[Natural language region descriptions]
--
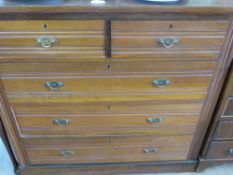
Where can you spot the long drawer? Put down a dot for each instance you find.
(108, 149)
(105, 125)
(108, 84)
(143, 107)
(224, 129)
(107, 67)
(161, 40)
(107, 155)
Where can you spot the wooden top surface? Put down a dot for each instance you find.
(114, 6)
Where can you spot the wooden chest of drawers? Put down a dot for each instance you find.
(85, 93)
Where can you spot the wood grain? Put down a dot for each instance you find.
(108, 84)
(107, 155)
(106, 67)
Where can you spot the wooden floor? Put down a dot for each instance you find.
(6, 167)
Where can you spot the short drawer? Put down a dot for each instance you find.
(168, 26)
(224, 130)
(129, 149)
(52, 39)
(51, 25)
(104, 125)
(161, 40)
(229, 108)
(220, 150)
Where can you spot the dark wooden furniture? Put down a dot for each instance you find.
(218, 148)
(123, 87)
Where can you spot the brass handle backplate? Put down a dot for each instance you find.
(61, 122)
(161, 83)
(168, 42)
(155, 120)
(151, 150)
(66, 153)
(54, 85)
(46, 41)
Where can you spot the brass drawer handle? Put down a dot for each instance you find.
(61, 122)
(46, 41)
(155, 120)
(161, 83)
(66, 153)
(230, 152)
(151, 150)
(54, 85)
(168, 42)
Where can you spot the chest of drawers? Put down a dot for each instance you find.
(108, 93)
--
• What you should do: Retype the entries verbatim and drop the pictures.

• Exercise solution:
Where can you spot the long drawer? Put down a dot for each instance you find.
(108, 149)
(105, 125)
(108, 84)
(143, 107)
(224, 129)
(107, 67)
(161, 40)
(107, 155)
Where can you spot the wooden top surface? Put down a dot for each instance you find.
(114, 6)
Where can you spot the wooden chest of drawers? Put down a dot for each instance you find.
(85, 93)
Where can you spot the wood grain? Put down a dot for each instance you find.
(108, 84)
(107, 155)
(106, 67)
Where can you spot the wooden floor? Put down a dot for each instance you find.
(6, 167)
Where can you spot the short drawer? Put down a dot for each instance you find.
(168, 26)
(224, 130)
(129, 149)
(52, 39)
(51, 25)
(104, 125)
(161, 40)
(229, 108)
(220, 150)
Where can you spot the dark wooden furniture? Put down a dot for each instance you find.
(218, 148)
(123, 87)
Where can you spot the brass handle backplate? Put down a dot for each instance you find.
(61, 122)
(161, 83)
(168, 42)
(155, 120)
(151, 150)
(66, 153)
(54, 85)
(46, 41)
Where can you spot the brass drawer handle? Put down a dot for each instance you find.
(61, 122)
(46, 41)
(155, 120)
(161, 83)
(66, 153)
(230, 152)
(151, 150)
(54, 85)
(168, 42)
Where can you spot the chest of drawers? Put down a dot for each instance you find.
(108, 93)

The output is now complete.